== ASSIGNMENT ==
Exactly as they stand, give the records below again, with no images.

== EXERCISE INPUTS ==
..........

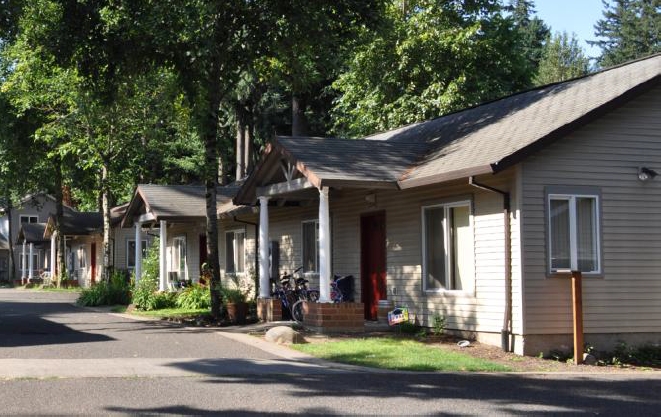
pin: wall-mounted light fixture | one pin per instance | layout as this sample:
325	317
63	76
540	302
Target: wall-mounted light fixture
370	199
646	174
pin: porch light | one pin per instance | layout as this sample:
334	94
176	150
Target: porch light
645	174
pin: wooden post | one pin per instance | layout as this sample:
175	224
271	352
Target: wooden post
577	302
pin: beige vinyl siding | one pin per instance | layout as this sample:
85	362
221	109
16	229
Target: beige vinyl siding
121	236
606	154
480	310
192	234
250	243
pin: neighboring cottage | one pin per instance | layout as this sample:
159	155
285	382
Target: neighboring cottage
176	214
32	209
481	214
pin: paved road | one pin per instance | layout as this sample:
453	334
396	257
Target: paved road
56	358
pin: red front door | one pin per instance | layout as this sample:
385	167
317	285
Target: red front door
203	250
93	261
373	261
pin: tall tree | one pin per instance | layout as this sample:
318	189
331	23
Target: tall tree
534	32
430	58
630	29
562	59
308	44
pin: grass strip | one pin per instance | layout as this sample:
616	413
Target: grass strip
398	354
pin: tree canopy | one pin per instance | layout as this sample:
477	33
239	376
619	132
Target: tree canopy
629	29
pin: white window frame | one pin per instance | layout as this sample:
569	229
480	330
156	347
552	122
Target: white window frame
573	237
446	206
238	269
176	267
130	252
29	218
316	246
81	261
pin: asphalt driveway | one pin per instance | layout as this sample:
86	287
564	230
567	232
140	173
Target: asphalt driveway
57	358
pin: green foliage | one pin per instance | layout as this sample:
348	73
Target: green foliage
534	32
645	355
438	324
144	293
629	29
429	59
562	59
115	291
194	297
233	295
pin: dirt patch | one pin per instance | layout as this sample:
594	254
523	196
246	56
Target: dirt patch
494	354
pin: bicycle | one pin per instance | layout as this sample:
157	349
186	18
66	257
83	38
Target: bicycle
304	293
286	294
342	288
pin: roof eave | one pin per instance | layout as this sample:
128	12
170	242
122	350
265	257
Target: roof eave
444	177
596	113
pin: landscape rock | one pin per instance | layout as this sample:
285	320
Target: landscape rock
589	359
284	335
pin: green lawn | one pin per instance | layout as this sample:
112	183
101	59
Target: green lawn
398	354
165	313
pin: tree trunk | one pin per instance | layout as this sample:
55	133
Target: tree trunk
10	237
299	122
209	134
250	141
59	214
105	208
240	143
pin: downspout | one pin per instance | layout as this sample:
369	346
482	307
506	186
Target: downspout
506	331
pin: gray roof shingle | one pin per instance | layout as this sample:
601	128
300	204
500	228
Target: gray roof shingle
176	202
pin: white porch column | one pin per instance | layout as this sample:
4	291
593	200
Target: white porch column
23	263
324	247
138	252
53	258
31	262
264	270
163	271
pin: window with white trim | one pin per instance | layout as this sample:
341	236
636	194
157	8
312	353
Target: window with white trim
235	254
310	232
178	264
81	257
130	252
573	233
448	247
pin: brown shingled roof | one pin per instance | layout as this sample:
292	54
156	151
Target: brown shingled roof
174	202
479	140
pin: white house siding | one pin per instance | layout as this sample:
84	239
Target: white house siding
121	236
480	312
249	276
84	275
626	301
44	207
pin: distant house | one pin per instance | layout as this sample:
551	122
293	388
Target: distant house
480	215
32	209
83	235
176	214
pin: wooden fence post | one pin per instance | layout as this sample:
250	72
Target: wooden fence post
577	303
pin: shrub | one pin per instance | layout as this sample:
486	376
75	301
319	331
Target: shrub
115	291
144	293
438	323
194	297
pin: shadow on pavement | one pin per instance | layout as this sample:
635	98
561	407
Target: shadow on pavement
21	326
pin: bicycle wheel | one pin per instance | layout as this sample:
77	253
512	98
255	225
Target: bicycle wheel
313	295
297	311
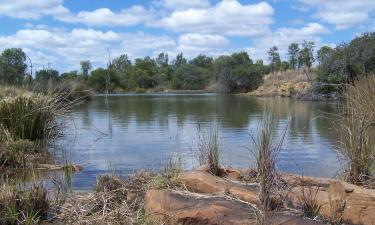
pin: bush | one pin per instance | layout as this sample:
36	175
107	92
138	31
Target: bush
356	126
209	151
23	206
30	117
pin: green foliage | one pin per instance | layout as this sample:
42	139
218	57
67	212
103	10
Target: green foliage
189	77
12	66
85	67
346	62
100	80
306	55
274	58
46	75
31	117
237	73
293	52
23	206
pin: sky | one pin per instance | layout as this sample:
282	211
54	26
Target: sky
61	33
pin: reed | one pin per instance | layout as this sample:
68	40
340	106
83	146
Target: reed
356	125
209	150
266	152
23	206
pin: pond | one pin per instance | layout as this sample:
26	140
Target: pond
126	133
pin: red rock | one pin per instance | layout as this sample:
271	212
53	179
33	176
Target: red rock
178	208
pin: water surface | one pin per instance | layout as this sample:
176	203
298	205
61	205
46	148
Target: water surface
132	132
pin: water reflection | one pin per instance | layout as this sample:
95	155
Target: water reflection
132	132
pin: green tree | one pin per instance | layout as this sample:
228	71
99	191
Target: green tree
180	60
12	66
98	80
274	58
189	77
72	75
85	67
306	57
293	51
323	54
47	75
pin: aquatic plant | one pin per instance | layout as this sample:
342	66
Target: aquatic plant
22	206
31	116
356	125
266	152
209	150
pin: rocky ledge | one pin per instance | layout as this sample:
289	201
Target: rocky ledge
232	199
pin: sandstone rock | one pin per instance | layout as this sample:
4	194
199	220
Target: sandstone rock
340	200
203	182
177	208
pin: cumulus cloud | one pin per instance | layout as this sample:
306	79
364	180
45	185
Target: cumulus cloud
284	36
183	4
65	49
31	9
228	17
342	14
193	44
106	17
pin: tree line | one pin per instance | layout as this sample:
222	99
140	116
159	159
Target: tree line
227	73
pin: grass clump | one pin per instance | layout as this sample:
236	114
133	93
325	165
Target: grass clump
28	123
357	130
23	206
31	117
266	153
309	202
209	150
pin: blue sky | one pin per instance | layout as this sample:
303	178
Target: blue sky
61	33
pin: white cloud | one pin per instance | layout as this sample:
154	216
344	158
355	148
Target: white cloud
284	36
105	17
65	49
140	44
193	44
183	4
31	9
228	17
342	14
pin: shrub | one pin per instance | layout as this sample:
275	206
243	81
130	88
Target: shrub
23	206
30	117
356	127
266	153
209	150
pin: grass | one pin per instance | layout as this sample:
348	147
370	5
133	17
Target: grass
266	153
23	206
67	90
357	129
120	201
209	150
28	123
309	202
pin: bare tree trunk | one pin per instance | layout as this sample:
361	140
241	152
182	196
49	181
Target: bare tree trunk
109	66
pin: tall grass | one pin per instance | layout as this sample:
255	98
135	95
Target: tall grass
31	117
66	90
23	206
266	152
357	130
28	123
209	150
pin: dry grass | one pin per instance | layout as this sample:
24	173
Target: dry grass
283	84
357	129
209	150
120	201
23	206
266	152
28	123
309	202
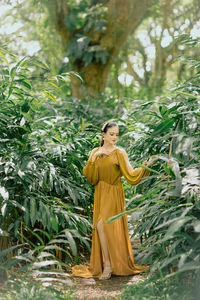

..........

== WRITTEN RESPONSE ==
pin: wall-mounted light fixture | one pin per instance | layout as this sample:
325	317
63	76
540	302
Target: wall-mounted light fixture
370	199
646	174
pin: porch light | one pin per instance | layout as this sample:
334	94
176	150
Target: porch light
645	174
pin: wooden post | one pin per instance | layout as this sample:
175	224
271	352
Target: wooden post
577	302
pin: beige vinyl siding | one pin per instance | layout as this sample:
85	362
221	109
16	229
Target: beige vinyl siding
121	236
606	154
480	310
192	234
250	243
pin: neighboring cottage | one pin per instance | layout as this sample:
159	155
285	382
Target: neighboring cottage
176	214
32	209
481	214
pin: paved road | one pin per instance | layout as this sample:
453	334
396	257
Target: paved road
56	358
pin: red front door | one pin per instance | layout as this sample:
385	167
317	285
Target: red front door
203	250
93	261
373	261
pin: tall tree | one pin per instance | layout as this sample:
318	189
331	23
Target: tall tree
534	32
430	58
630	29
562	59
308	44
pin: grass strip | one pin per instance | layout as this sample:
616	413
Target: grass strip
398	354
pin: tree canopy | one pin per instance | layout as this sample:
477	33
239	376
619	132
Target: tree canopy
629	29
pin: white window frame | one pin per instance | layout as this sample:
569	229
480	330
156	347
552	122
Target: white window frame
573	237
446	206
238	269
176	267
130	252
29	218
316	246
81	261
pin: asphalt driveway | one pin per instance | layout as this sample:
86	287
564	230
567	232
140	173
Target: asphalt driveway
57	358
pin: green foliage | one pin per instance | layout as this sample:
348	73
Target: green foliage
534	32
645	355
438	324
144	293
629	29
429	59
562	59
115	291
194	297
233	295
pin: dirt patch | one pin per instance | layout as this sample:
594	254
523	196
246	56
Target: dirt patch
494	354
pin: bicycle | one pin per instance | layout as this sample:
157	349
186	18
66	257
83	38
Target: bicycle
304	293
286	294
342	288
pin: roof eave | one pin per instance | layout as this sample:
128	12
170	242
122	350
265	257
Target: roof eave
444	177
596	113
pin: landscape rock | one pin per instance | layout as this sample:
285	320
Target: landscape rock
589	359
284	335
pin: green lawn | one pin per instance | layout as this sample:
112	183
101	59
Target: green lawn
398	354
165	313
pin: tree trunk | one pin per instance | layout as this sample:
55	133
Target: tree trunk
10	237
299	122
209	134
250	141
59	214
105	208
240	143
pin: downspout | one pin per instance | layout as this sample:
369	346
482	307
506	186
Target: downspout
506	331
pin: gray roof shingle | one pin per instance | layout as this sample:
601	128
300	204
500	228
Target: gray roof shingle
176	202
pin: white porch column | one pin per instance | layout as this sample:
4	291
593	200
Target: white porch column
23	263
324	247
138	252
53	258
31	262
264	270
163	271
pin: window with white trim | one pin per instance | layout as this sample:
341	236
636	194
157	8
312	353
Target: window with white trim
235	254
310	232
178	264
81	257
130	252
573	233
448	247
pin: brown shingled roof | one pin per instance | layout as this sample:
292	54
156	151
Target: brown shingled roof
174	202
479	140
pin: white house siding | one pin per instance | layout as this sample:
84	239
Target: white house siding
121	236
480	312
249	276
84	275
626	301
44	207
pin: distant house | one pin per instance | layout as this sample:
551	122
293	388
Target: distant house
480	215
32	209
83	235
176	214
pin: wooden fence post | one pin per instance | layout as this sample:
250	72
Target: wooden fence post
577	303
pin: shrub | one pin per instance | layout as this sample:
486	376
75	301
319	331
Target: shrub
115	291
144	293
438	323
194	297
pin: shadow on pavement | one pin per instance | layout as this sample:
635	98
561	407
Target: shadow on pavement
21	326
pin: bicycle wheel | one pin per instance | layout as this sample:
77	253
512	98
255	225
Target: bicycle wheel
313	295
297	311
pin: bush | one pin per instance | layout as this sample:
36	175
107	92
138	31
Target: bush
356	126
209	151
23	206
30	117
pin: green foliage | one pin per instance | layout as this sample:
42	139
218	57
67	212
103	10
Target: green foliage
189	77
12	66
85	67
346	62
100	80
306	55
274	58
46	75
31	117
237	73
293	52
23	206
pin: sky | one pin per instance | layout as this sample:
282	211
54	26
Target: sky
61	33
pin: reed | one pin per instance | layout as this sample:
68	40
340	106
83	146
Target: reed
356	125
209	150
266	152
23	206
pin: pond | one pin per instance | layout as this sample:
26	140
Target: pond
126	133
pin: red rock | one pin per instance | layout as this sample:
271	212
53	179
33	176
Target: red rock
178	208
pin: water surface | one pin per instance | layout as this sample:
176	203
298	205
61	205
46	148
Target: water surface
132	132
pin: water reflection | one pin per instance | layout as this sample:
95	155
Target: water reflection
132	132
pin: green tree | one pin per instance | layout as this sample:
228	71
99	191
Target: green tree
180	60
12	66
98	80
274	58
189	77
72	75
85	67
306	57
293	51
323	54
47	75
pin: aquatic plant | one pin per instance | layout as this sample:
342	66
Target: aquatic plant
22	206
31	116
356	125
266	152
209	150
pin: rocky ledge | one pin per instance | layout as this sample:
289	201
Target: rocky ledge
232	199
pin: sandstone rock | one pin per instance | layout as this sample:
4	194
199	220
Target: sandstone rock
340	200
203	182
177	208
pin: cumulus cloud | one pin per instance | layout as this sample:
306	79
364	180
45	185
Target: cumulus cloud
284	36
183	4
65	49
31	9
228	17
342	14
193	44
106	17
pin: tree line | one pin per instance | layout as this sample:
222	99
140	116
159	159
Target: tree line
227	73
pin: grass clump | one pin per instance | layout as this sample:
236	114
133	93
325	165
Target: grass clump
28	123
357	130
23	206
31	117
266	153
309	202
209	150
pin: blue sky | one pin per instance | layout as this sample:
303	178
Target: blue sky
61	33
pin: white cloud | one pin per instance | layout as this sample:
154	216
344	158
355	148
Target: white cloud
284	36
105	17
65	49
140	44
193	44
183	4
31	9
228	17
342	14
pin: shrub | one pin per instance | layout as this sample:
275	206
243	81
130	88
Target: shrub
23	206
30	117
356	127
266	153
209	150
pin: grass | one pin per instance | layout as this sample:
348	147
370	5
133	17
Target: grass
266	153
23	206
67	90
357	129
120	201
209	150
28	123
309	202
pin: bare tree trunk | one pin per instance | layout as this sample:
361	140
241	152
182	196
49	181
Target: bare tree trunk
109	66
pin: tall grass | one pin per instance | layout as this sample:
255	98
135	95
Target: tall grass
31	117
66	90
23	206
266	152
357	130
28	123
209	150
pin: dry grass | one pin per instance | layout as this sample:
24	173
Target: dry grass
283	84
357	129
209	150
120	201
23	206
266	152
28	123
309	202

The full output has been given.